WHAT YOU ARE ASKED TO DO: Report how many of the lines below contain the string "hand", matching case exactly, and give only the number.

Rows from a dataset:
__________

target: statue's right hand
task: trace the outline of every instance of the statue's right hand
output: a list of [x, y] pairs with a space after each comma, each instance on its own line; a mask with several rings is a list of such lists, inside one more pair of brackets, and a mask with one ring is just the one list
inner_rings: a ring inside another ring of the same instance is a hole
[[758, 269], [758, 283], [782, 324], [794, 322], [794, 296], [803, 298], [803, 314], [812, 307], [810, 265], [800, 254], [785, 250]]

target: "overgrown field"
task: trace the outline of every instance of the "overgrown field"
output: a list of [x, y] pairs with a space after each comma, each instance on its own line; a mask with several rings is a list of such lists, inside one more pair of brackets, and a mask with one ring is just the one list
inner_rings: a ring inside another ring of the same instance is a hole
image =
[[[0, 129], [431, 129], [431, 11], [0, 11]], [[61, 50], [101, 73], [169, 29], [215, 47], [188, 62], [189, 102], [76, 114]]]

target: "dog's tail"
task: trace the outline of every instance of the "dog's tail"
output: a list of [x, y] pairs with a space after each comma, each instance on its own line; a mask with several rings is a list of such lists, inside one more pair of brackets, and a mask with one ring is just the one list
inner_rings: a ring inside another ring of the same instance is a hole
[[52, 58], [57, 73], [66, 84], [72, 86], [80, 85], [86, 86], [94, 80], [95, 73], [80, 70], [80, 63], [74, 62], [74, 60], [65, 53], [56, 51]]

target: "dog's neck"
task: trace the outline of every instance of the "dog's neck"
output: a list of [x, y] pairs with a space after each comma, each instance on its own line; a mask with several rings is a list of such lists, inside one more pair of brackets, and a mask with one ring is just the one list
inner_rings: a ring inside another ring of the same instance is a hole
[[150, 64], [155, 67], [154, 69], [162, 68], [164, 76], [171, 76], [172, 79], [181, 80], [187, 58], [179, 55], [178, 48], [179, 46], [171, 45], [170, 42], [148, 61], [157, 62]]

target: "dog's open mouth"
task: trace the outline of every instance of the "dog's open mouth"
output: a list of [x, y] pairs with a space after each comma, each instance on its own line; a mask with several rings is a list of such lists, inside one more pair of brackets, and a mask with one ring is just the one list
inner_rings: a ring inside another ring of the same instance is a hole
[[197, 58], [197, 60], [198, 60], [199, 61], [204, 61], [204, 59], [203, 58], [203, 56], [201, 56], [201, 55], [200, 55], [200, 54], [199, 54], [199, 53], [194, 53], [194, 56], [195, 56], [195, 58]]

__________

TASK ANSWER: 2